**EXERCISE MATERIALS**

= = = = = = =

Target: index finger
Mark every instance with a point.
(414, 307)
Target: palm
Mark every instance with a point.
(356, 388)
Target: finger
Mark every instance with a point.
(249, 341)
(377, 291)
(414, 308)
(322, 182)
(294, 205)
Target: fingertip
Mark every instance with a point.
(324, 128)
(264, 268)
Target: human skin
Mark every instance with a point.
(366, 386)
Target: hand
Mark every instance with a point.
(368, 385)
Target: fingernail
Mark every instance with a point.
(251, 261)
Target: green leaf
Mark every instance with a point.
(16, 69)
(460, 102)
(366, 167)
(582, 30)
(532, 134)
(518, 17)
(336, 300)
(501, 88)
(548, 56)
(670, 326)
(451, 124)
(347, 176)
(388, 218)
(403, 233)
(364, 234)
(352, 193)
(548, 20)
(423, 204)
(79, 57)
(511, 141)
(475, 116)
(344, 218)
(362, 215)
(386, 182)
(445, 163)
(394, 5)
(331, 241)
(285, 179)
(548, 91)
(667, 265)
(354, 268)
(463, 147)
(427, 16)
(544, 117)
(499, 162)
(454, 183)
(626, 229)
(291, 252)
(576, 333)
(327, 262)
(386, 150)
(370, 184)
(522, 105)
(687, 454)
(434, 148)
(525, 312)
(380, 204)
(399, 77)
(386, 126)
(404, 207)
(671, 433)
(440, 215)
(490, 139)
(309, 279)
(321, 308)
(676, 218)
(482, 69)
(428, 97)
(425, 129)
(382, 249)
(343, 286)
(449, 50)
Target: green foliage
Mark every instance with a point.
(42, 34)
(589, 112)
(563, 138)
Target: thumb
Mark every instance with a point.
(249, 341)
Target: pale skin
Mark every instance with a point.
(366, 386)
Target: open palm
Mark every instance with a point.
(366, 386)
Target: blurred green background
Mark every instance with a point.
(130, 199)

= = = = = = =

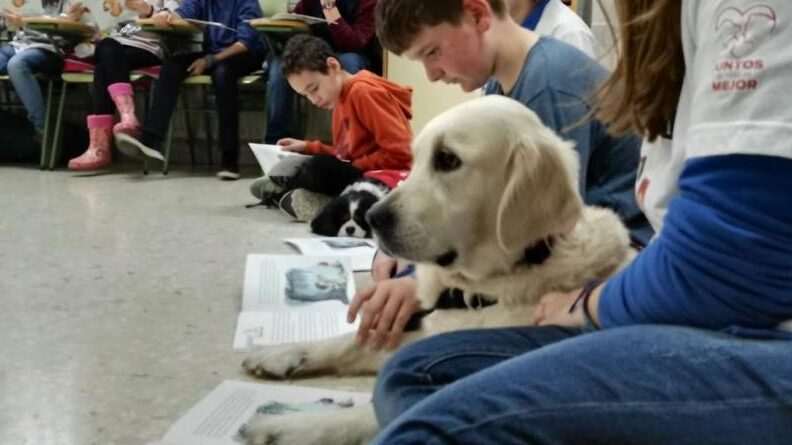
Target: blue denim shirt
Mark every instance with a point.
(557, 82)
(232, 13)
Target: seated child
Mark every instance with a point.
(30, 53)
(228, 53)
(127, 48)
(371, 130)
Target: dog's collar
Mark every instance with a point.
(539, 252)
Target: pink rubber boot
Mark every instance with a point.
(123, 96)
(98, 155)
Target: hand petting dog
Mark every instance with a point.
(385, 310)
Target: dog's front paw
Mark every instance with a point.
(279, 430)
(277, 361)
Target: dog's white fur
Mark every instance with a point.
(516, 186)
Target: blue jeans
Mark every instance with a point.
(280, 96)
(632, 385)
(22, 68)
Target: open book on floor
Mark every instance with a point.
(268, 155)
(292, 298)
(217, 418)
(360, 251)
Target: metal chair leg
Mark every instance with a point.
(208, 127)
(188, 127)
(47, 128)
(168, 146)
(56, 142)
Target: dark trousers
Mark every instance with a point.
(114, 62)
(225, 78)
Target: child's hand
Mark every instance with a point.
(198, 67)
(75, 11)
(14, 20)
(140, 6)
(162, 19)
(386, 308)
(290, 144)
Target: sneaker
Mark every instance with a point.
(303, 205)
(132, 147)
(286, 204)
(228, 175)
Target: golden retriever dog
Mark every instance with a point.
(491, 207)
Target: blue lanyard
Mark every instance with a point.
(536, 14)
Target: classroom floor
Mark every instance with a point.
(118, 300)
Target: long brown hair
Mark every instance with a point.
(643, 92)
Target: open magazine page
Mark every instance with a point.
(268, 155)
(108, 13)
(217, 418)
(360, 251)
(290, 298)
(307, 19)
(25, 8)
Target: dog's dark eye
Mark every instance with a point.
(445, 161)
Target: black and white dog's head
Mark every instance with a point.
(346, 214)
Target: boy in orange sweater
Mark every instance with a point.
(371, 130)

= = = = = = =

**ACTION ITEM**
Search the records line by line for the word "green" and copy every line where it appears.

**ANSWER TO THE EXERCISE**
Target: green leaf
Target: green foliage
Target: blurred green background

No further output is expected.